* start RECORDS FOR THIS TASK *

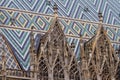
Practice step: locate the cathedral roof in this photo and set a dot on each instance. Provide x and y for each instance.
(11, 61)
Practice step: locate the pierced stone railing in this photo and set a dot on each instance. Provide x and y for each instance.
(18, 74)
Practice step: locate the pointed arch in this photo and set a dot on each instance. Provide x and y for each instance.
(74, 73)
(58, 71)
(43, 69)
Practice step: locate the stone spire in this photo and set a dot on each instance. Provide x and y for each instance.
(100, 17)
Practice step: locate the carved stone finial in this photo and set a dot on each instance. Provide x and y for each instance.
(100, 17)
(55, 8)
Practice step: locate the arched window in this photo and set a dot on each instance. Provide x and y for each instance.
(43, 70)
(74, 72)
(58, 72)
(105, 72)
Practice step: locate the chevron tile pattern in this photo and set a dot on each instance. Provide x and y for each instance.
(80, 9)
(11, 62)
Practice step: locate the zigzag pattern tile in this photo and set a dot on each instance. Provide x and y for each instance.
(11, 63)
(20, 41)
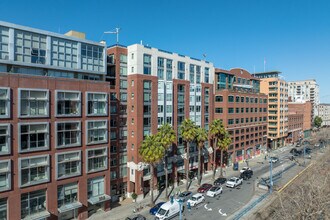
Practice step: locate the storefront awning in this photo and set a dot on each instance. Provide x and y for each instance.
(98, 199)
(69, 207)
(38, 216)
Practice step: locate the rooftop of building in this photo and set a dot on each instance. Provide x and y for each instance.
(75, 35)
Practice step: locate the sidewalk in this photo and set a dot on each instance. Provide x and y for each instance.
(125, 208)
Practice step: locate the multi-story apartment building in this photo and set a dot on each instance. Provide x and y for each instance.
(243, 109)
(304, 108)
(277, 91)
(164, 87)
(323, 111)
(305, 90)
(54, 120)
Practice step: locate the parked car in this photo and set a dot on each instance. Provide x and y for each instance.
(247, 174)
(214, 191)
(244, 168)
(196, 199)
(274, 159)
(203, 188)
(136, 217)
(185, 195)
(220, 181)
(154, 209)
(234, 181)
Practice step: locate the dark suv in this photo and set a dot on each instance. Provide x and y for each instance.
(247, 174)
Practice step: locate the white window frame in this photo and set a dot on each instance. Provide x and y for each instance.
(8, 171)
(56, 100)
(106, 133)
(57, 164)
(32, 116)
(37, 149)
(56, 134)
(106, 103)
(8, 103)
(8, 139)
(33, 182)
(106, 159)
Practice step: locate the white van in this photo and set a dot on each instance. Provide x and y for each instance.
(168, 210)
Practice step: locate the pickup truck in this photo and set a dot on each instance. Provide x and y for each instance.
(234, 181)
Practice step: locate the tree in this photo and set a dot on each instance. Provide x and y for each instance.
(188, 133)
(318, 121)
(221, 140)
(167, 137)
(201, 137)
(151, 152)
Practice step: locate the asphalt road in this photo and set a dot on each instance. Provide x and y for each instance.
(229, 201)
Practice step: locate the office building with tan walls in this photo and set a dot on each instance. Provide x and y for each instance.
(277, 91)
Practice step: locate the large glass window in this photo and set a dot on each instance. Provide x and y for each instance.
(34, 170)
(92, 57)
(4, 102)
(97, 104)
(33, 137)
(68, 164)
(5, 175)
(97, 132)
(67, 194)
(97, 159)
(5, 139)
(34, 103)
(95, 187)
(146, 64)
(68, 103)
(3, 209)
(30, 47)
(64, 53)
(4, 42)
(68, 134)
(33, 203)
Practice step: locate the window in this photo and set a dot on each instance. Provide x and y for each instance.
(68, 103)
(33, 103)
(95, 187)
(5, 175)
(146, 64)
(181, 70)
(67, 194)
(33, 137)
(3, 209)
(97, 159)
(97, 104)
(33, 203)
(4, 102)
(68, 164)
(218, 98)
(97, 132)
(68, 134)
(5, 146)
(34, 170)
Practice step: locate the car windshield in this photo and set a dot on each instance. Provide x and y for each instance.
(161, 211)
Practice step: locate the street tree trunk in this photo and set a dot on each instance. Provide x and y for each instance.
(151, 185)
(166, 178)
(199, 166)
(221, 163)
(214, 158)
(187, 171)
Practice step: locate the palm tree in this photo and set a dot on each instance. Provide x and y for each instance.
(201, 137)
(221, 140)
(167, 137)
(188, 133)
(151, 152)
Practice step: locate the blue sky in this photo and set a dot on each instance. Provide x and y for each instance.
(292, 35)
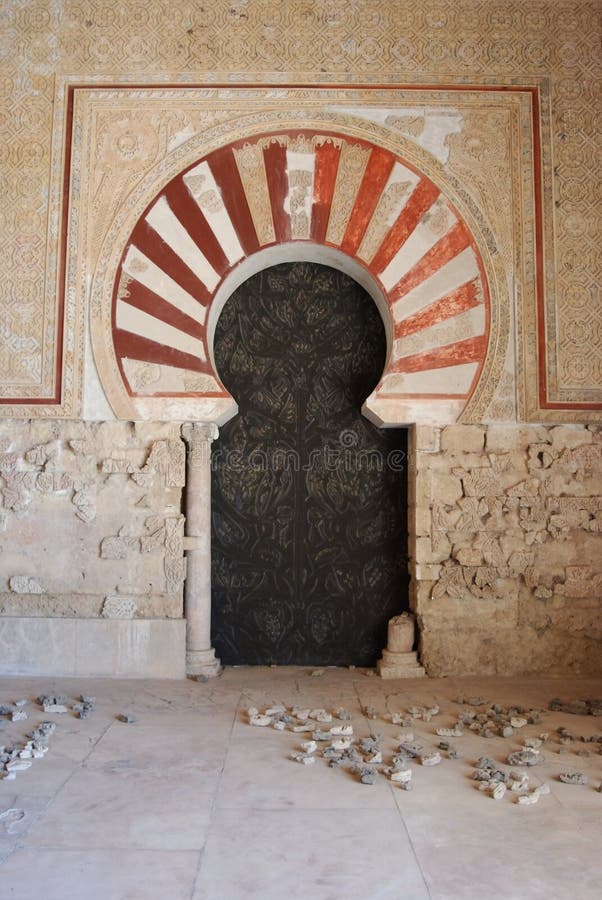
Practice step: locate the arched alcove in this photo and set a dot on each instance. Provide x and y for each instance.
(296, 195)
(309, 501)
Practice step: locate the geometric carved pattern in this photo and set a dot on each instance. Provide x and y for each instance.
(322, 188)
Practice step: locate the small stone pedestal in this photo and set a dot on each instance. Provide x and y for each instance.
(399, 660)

* end RECORDS FOR THIS TASK *

Each line in the records above should be reproduced exactly; images are not copied.

• WRITTEN RESPONSE
Practice step: locate the cathedral roof in this photo and set a dot on each instance. Provide x and y for each instance.
(11, 61)
Practice step: locate the pierced stone railing in this photo and set a dot on each instance. Provide x and y for each instance.
(18, 74)
Practice step: locate the pointed arch in this photo and set a dot on each instance. Provide x and y for each instance.
(74, 73)
(58, 71)
(43, 69)
Practice step: locate the stone spire in this photo and set a dot on each instance. Provide x and y for each instance.
(100, 17)
Practice step: locate the carved stone finial in this photo and set a dot on each instance. Provide x and y for each instance.
(100, 17)
(55, 8)
Practice step: locate the arched window in this photo and set a dot on each instance. Provide x and y for each instance.
(43, 70)
(74, 72)
(58, 72)
(105, 72)
Practice step: locate the chevron tile pattern in this photo and set a dot on each instance. Provide x and y for each instance.
(80, 9)
(11, 62)
Practice step: locate the zigzag pattern tile in this photo and set a dot on each instance. Provide x and y for each instance.
(11, 63)
(20, 41)
Practice step: locate the storefront awning in this photo and set a dot on each instance. Provide x and y for each instance.
(98, 199)
(69, 207)
(38, 216)
Practice step: locate the rooftop of building in this photo and set a dot on each instance. Provide x and y for each instance.
(75, 35)
Practice step: locate the sidewalk in this photo and set a dot on each instance. Provide x and y for each instance.
(125, 208)
Practice step: locate the multi-story apartment building in this photo and set a dot on each instance. Provide x and y for each instance.
(243, 109)
(304, 108)
(277, 91)
(164, 87)
(323, 111)
(305, 90)
(54, 120)
Practice step: locate the parked car in this photo and set a dot on each instance. Provide x and y for each instance.
(247, 174)
(214, 191)
(244, 168)
(196, 199)
(274, 159)
(203, 188)
(136, 217)
(185, 195)
(220, 181)
(154, 209)
(234, 181)
Practice step: locate the dark suv in this photo and set a dot on each instance. Provide x and y for each instance.
(247, 174)
Practice step: locate the white window frame in this photo and set a dot on each instance. Provide x and y for each instance.
(8, 171)
(56, 100)
(106, 133)
(57, 164)
(32, 116)
(37, 149)
(56, 134)
(106, 103)
(8, 103)
(8, 139)
(33, 182)
(106, 159)
Practice step: locate the white van in this photo and set a dot on each instance. Provide x and y for each instance.
(168, 210)
Practice step: locate the pickup truck in this photo and set a dot on each instance. Provide x and y for each instance.
(234, 181)
Practice step: locate the tree in this photo and set a dot on each instance. Provide x and y for each instance.
(188, 133)
(318, 121)
(221, 140)
(167, 137)
(201, 137)
(151, 152)
Practice step: locate the asphalt road in this photo and set a dot on each instance. Provide x and y for each instance.
(229, 201)
Practice step: locate the office building with tan walls in this photo and set a dot on each instance. Provide x and y for each instance.
(277, 91)
Practice step: locate the large glass window in this photo and set a dot on each instance. Provide x and y for each instance.
(34, 170)
(92, 57)
(4, 102)
(97, 104)
(33, 137)
(68, 164)
(5, 175)
(97, 132)
(67, 194)
(97, 159)
(5, 139)
(34, 103)
(95, 187)
(146, 64)
(68, 103)
(3, 209)
(30, 47)
(64, 53)
(4, 42)
(68, 134)
(33, 203)
Practice step: locate the window in this photo and set a dot on each instance. Provide x and y for each instance.
(68, 103)
(33, 103)
(95, 187)
(5, 175)
(146, 64)
(181, 70)
(67, 194)
(33, 137)
(3, 209)
(97, 159)
(97, 104)
(33, 203)
(4, 102)
(68, 164)
(218, 98)
(97, 132)
(68, 134)
(5, 146)
(34, 170)
Practice step: locate the car windshield in this photo and set a dot on each instance. Provide x and y for each instance.
(161, 211)
Practice step: locate the street tree trunk in this photo and set a dot on each instance. Provide x and y for each instance.
(151, 185)
(166, 178)
(199, 166)
(221, 163)
(214, 158)
(187, 171)
Practice step: locate the palm tree in this photo and set a dot on each instance. Provide x and y for each instance.
(201, 137)
(221, 140)
(167, 137)
(188, 133)
(151, 152)
Practice step: locate the blue sky in this photo and set a dot on each instance. Provide x and y for each instance.
(292, 35)
Practice step: locate the arched alcove in this photo and set a dot on each instance. Provide x and y for each instance.
(296, 195)
(309, 501)
Practice step: locate the geometric carved pattern in this photo and set a dot on each instance. Provide x and y for each instance.
(322, 188)
Practice step: locate the small stone pedestal in this photo and set a dot on each instance. Provide x and y for each instance.
(399, 660)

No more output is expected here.